Exercise => Pick up the comment thread about Gerrard's move to MLS and extend it beyond its final sentence.

Excerpt =>

** Start **

Why are you having a go at me? This is an open Comments area associated with a TAW article. Express your thoughts and let others express theirs. I respect your opinion and your right to have it; please try to show me the sane respect. It’s not a competition, so chill dude. Go off to your local and down a pint to take the edge off.
I’m not having a go at you, Ellie. I’m having a go at what you’ve written. I don’t know you but on the basis on other comments I’ve seen from you I’ve got no reason to think you’re anything other than a decent person.
I’m nearly as chilled as my bottle of Riesling.
“…so why the flit to the footballers’ retirement home that is the American League…”
I’d take issue with that statement as it’s pretty outdated now. Gerrard the exception, most “big name” players are coming to MLS nearer 31-32 (Keane, Kaka, Villa, Henry, etc…) and the league’s emphasisnow seems to be to shun those names unless it’s a good deal, and spend the mega bucks going for young exciting prospects from South America or lower leagues.
The standard isn’t as good, but the pace of the game is Premier League level almost – similar style (direct, move the ball forward quickly), so his ageing legs will be tested. If he wanted a stroll, he could’ve gone elsewhere.
And average attendances mean it is the 8th best supported league in world football.
Considering it wasn’t supported much when the world cup went to the states 20 years ago, becoming eighth in two decades shows which way the wind is blowing.
8th best supported in world football, perhaps, but that must be seen in context of the fact it is only the 4th most popular professional team sport in the U.S., with only 8.2% of TV sports viewers — hugely eclipsed by American football’s 38.8%. Compare that to 46% of UK sports viewers who watch Association Football. (Source: Wikipedia)
Until they start building stadia that can seat 300 million people, so what? The U.S. is a big place. The point is that this view that the MLS is the equivalent of a testimonial league played out in front of a handful of bewildered Americans is about 40 years out of date.
Really good article and paints a more balanced picture of the Gerrard years than a lot of the other articles I have seen in the last week or so.
For the record, I think his is the right time for Gerrard to go. He can’t play forever and his continued presence will stop the wider team from developing. You only need to look at last five nil win at Spurs and the recent win at Swansea to see that there is the potential to be a good side
I just wanted to make one point about the article. I think it’s harsh to say his slip cost us the title. Yes, it was a bad mistake at a crucial part of the season, but it was only one in a number of mistakes made by the whole team throughout a long season. In that game alone, our inability to break down Chelsea and get back into the game put a question against our title winning credentials.

** End **

Entries from a pointing dataset =>
** Start **

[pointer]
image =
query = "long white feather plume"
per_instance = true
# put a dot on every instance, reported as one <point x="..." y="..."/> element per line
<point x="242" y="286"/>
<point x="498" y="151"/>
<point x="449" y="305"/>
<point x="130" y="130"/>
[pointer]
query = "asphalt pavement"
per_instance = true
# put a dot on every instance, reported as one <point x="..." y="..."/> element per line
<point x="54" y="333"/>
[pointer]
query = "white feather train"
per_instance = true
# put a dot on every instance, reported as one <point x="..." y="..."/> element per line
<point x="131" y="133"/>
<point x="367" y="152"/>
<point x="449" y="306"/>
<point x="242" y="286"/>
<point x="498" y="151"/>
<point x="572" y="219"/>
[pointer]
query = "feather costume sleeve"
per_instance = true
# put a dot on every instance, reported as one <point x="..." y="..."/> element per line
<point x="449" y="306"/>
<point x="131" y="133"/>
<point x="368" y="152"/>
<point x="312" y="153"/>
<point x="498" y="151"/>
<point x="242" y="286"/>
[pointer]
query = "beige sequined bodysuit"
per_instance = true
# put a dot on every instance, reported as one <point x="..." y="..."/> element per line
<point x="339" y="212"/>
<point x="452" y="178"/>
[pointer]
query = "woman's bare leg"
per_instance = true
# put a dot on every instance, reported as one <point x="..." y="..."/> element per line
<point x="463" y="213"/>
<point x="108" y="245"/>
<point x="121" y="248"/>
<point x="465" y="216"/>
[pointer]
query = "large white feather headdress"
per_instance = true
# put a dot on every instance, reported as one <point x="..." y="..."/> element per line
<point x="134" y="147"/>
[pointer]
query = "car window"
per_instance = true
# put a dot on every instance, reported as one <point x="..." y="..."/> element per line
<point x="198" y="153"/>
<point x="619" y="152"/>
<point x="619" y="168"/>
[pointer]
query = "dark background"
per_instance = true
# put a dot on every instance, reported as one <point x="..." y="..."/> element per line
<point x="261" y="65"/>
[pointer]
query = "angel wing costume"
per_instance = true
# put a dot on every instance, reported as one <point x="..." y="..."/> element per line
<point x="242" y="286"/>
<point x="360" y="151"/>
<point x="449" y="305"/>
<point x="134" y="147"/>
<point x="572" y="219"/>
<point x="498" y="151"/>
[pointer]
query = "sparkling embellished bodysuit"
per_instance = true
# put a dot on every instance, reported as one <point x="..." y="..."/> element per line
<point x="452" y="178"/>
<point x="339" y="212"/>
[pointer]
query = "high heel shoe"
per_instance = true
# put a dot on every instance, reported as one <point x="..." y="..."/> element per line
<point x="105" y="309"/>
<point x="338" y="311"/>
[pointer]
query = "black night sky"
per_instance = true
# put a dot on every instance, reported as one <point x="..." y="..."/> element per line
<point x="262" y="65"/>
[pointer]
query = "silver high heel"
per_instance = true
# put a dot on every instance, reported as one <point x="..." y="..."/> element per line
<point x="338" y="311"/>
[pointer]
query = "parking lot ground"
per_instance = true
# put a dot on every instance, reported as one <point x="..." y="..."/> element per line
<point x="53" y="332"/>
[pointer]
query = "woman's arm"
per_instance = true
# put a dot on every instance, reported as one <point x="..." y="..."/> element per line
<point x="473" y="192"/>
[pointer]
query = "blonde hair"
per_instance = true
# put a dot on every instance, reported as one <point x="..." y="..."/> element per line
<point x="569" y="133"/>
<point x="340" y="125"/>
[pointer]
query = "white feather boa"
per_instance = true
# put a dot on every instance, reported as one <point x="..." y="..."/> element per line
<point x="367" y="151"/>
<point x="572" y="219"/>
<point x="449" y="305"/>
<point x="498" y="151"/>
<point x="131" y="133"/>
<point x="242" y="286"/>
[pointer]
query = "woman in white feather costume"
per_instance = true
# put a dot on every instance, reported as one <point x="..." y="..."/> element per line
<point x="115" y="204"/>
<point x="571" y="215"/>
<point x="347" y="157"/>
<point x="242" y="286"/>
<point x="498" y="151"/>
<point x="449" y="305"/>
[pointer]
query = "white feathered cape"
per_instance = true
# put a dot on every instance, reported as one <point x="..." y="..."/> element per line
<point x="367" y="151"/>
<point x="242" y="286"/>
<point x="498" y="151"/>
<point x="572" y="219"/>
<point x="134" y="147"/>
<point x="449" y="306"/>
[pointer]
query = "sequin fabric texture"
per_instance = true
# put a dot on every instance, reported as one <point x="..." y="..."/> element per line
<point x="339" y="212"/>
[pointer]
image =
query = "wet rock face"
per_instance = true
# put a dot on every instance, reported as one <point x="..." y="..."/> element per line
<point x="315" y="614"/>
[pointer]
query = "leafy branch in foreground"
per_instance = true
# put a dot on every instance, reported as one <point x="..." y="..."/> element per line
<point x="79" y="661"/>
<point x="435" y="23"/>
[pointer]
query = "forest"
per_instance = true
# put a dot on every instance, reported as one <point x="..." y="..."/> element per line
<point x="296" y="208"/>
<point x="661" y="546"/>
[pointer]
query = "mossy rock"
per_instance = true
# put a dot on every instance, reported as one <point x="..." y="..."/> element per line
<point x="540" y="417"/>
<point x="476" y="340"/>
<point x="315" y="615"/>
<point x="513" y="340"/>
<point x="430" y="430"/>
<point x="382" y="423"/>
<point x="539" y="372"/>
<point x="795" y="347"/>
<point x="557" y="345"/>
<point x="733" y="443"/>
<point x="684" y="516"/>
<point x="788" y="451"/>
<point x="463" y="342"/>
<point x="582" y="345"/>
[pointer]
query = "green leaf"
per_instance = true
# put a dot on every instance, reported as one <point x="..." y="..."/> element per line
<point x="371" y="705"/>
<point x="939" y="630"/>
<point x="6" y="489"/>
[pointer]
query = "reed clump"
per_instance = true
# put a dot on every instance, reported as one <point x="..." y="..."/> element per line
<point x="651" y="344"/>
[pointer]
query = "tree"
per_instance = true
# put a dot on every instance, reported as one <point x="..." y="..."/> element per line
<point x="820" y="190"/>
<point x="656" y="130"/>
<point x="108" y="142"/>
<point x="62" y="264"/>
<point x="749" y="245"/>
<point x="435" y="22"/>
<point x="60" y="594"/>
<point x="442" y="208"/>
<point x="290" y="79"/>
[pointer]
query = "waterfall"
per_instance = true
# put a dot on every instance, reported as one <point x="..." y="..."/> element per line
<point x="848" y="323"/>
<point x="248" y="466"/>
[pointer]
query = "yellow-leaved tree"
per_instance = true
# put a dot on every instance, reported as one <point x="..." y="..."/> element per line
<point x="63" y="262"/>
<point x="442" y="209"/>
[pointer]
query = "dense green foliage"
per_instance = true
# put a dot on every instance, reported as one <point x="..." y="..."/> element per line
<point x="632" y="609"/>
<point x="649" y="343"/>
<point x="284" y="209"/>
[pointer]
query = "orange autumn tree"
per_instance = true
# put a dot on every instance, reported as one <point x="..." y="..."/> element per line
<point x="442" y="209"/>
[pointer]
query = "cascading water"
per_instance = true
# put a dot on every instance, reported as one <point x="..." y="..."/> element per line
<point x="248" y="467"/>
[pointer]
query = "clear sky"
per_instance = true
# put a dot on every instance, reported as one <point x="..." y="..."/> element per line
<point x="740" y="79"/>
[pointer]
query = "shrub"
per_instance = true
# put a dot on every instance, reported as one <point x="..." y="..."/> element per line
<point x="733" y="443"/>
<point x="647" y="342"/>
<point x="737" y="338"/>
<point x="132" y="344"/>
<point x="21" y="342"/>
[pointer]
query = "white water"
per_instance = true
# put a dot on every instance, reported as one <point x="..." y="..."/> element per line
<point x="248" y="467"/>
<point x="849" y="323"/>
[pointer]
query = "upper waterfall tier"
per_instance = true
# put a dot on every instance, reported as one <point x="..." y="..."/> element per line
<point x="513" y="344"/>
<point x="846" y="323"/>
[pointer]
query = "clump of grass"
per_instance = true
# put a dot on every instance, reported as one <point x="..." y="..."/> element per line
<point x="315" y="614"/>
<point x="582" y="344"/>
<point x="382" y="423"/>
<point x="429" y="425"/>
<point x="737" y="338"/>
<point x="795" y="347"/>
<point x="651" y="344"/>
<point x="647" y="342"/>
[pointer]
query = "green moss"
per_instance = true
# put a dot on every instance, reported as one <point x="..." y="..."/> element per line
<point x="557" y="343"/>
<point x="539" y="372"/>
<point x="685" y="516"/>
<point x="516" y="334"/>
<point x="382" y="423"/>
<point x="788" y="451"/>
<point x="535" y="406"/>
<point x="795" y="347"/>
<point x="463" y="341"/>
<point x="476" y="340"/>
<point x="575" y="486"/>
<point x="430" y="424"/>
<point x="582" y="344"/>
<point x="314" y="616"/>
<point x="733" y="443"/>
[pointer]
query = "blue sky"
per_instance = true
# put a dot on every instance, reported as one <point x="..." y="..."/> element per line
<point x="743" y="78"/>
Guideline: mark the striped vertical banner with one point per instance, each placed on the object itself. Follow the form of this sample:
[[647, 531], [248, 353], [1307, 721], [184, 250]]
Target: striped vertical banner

** End **

Exercise answer =>
Throughout the season we made many defensive mistakes that ultimately led to conceding 50 odd goals. That is not title winning performance either. The Kolo mistake at West Brom for example likely cost us two points and there are others examples
Without wanting to blame the lad, I think Hendersons late sending off against City, had a greater bearing on the title than the Gerrard slip. Henderson had been the engine of the side in the last few months and I am convinced we would have got a better result against Chelsea and Palace had he been in he side
Agree with Chris
Also I think this situation has been managed spectacularly well by stevies people.
It was clear when he released a statement so publicly that he hadn’t been offered a contract yet that he had an agenda ( that agenda was of course to secure his future and there is nothing wrong with that. He has served the club well over the years and has to look after his own interests )
The timing of statements have been perfect to maximise coverage and exposure to brand stevie. But some of the articles I have read have been over the top – the sort of thing you would expect when someone died, over glorification of the stature and importance of the person. Stevie of course isn’t dead , far from it. He will have many seasons ahead of him in states where he will influence games the way he has For Liverpool and there will be many stevie fanatics pointing out that we never should have let him go but let’s weigh this up. Robbie Keane was player of the season last time round and we had him when he was in his prime many years ago and he wasn’t good enough ! The point being stevie still wants to play every minute of every game and the states is somewhere he can do that. Stevie recognises that and the club need to move on and build for the future.
Stevie moving on isn’t the biggest problem at the club. We need a keeper and a proven goalscorer and keeping stevie isn’t the answer to either of these problems
The mist ridiculous and pointless warste of words I have read on the Steven Gerrard story
Bitter to the point that it could have been a Blushite writing it
Great article Mike and the closest to my own thoughts on Stevie. I have often wondered what Gerrard values most. I understand the player from a small club that moves to a big one in order to fulfil his ambition and win medals and be part of the elite. I can also understand a player staying at the club they supported as a boy and rejecting moves away and the potential medals.
Yet Gerrard lived the dream and is still not happy, you make it as a pro and you play for your local club that is steeped in history and at the age of 21 you have a cup treable and you play for your country. You then captain the side in the greatest sporting comeback on the biggest stage the world has ever seen, and in the middle of all this you think about joining Chelsea because …. and this is where I struggle. You want to win the league title and play with Drogba, Lampard and Terry? Above playing for your club in your city?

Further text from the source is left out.